-- start of DATA EXCERPTS --

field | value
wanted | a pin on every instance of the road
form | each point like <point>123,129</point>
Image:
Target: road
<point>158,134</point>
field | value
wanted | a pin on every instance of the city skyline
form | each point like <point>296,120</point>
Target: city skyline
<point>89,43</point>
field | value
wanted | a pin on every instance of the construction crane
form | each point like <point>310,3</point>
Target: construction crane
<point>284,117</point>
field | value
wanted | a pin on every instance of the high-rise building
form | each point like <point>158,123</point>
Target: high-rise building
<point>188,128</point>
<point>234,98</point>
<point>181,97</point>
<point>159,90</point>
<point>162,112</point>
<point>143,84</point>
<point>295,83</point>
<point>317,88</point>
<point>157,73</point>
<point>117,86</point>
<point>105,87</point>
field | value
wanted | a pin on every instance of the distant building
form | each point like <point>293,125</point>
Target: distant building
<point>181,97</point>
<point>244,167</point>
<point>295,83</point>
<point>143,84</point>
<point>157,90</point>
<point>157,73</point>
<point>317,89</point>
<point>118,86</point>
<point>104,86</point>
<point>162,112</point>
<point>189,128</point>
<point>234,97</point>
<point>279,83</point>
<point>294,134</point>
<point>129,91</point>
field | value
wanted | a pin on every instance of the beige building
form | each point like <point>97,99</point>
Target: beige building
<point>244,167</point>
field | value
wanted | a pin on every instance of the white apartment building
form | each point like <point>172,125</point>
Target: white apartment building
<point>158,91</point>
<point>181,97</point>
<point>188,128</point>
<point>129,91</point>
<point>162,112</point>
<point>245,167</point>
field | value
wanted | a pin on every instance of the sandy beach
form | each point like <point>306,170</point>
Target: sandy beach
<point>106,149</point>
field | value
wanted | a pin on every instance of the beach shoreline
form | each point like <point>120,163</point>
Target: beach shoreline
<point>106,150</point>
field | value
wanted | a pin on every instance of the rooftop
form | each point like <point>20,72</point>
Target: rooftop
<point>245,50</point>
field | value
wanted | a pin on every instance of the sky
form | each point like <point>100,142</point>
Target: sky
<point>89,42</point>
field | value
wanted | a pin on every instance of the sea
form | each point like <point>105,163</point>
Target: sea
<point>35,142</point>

-- end of DATA EXCERPTS --

THE TASK =
Rescale the stretch from the start of the items through the line that contains "<point>284,117</point>", writing every line out again with its request. Multiply each answer point coordinate by 1.7 and round it to a whole number, with halves rounded up, but leave the requests and the sample points in them unchanged.

REPLY TO THE EXERCISE =
field | value
wanted | a pin on every instance of the road
form | each point like <point>123,129</point>
Image:
Target: road
<point>269,228</point>
field | value
wanted | a pin on every instance of the city skyline
form | each point like <point>296,120</point>
Target: city skyline
<point>151,73</point>
field | value
wanted | a pin on every instance of the construction crane
form | each point like <point>310,3</point>
Target: construction crane
<point>483,199</point>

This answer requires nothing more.